━━━ Source passage
The Eastern ribbon snake (Thamnophis sauritus sauritus) is a very slender snake measuring 16 to 35 inches. It has three yellow or greenish stripes running down the surface on scale rows three and four. The tail (starting at the cloaca and ending at the tip) is long and thin and measures 1/3 the length of the body. It is often confused with the common garter snake (Thamnophis sirtalis). They are usually found near aquatic habitats, have relatively small home ranges, and rarely move more than 16 feet from water. Threats to this species include mortality from vehicles on roadways, disease (snake fungal disease), and development near wetland habitats. It is listed as a Species of Greatest Conservation Need in all six states in BCR 14.
Being semi-aquatic, Eastern ribbon snakes are found near emergent marshes, wet meadows, scrub-shrub wetlands, beaver impoundments, bogs, river and stream floodplains, and vegetated shorelines of ponds and lakes. They will use muskrat (Ondatra zibethica) bank burrows and lodges, ant mounds, mammal tunnels, and rock crevices for winter hibernacula.
Habitat Management Practices
Seasonal avoidance (March 1st to October 30th) with forestry and agricultural machinery like the habitat management practices for Blanding’s turtles (Emydoidea blandingii) and wood turtles (Gyptemys insculpta) may reduce mortality. Machinery or vehicles should be restricted to 300 from rivers, wetlands, lakes and ponds where they are known to occur.
━━━━━━
━━━ Information provided
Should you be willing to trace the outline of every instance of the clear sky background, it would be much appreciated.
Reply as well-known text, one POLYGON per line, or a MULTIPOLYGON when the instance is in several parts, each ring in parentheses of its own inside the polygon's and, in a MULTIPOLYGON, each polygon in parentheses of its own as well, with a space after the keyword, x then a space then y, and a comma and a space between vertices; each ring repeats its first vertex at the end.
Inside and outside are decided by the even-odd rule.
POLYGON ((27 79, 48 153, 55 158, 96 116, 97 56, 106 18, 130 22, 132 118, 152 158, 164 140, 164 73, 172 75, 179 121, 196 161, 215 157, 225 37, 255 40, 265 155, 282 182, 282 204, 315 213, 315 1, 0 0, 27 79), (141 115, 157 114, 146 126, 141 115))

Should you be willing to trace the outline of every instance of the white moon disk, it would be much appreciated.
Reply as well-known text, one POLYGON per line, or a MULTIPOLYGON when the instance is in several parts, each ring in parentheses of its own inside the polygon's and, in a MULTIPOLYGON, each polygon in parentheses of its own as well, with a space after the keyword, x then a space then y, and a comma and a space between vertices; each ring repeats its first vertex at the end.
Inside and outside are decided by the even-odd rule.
━━━━━━
§ Tasks to carry out
- 1) Translate this sentence from the ribbon snake passage into Spanish: "It is often confused with the common garter snake (Thamnophis sirtalis)."
- 2) According to the ribbon snake passage, how far from water do Eastern ribbon snakes rarely move?
- 3) Update the ribbon snake passage between "Being semi-aquatic, Eastern" and "for winter hibernacula.", inclusive, so that "bogs" becomes "fens".
The listing is not needed for anything asked here.

§ Problem solutions
- 1) A menudo se confunde con la culebra de jarretera común (Thamnophis sirtalis).

- 2) They rarely move more than 16 feet from water.

- 3)
Being semi-aquatic, Eastern ribbon snakes are found near emergent marshes, wet meadows, scrub-shrub wetlands, beaver impoundments, fens, river and stream floodplains, and vegetated shorelines of ponds and lakes. They will use muskrat (Ondatra zibethica) bank burrows and lodges, ant mounds, mammal tunnels, and rock crevices for winter hibernacula.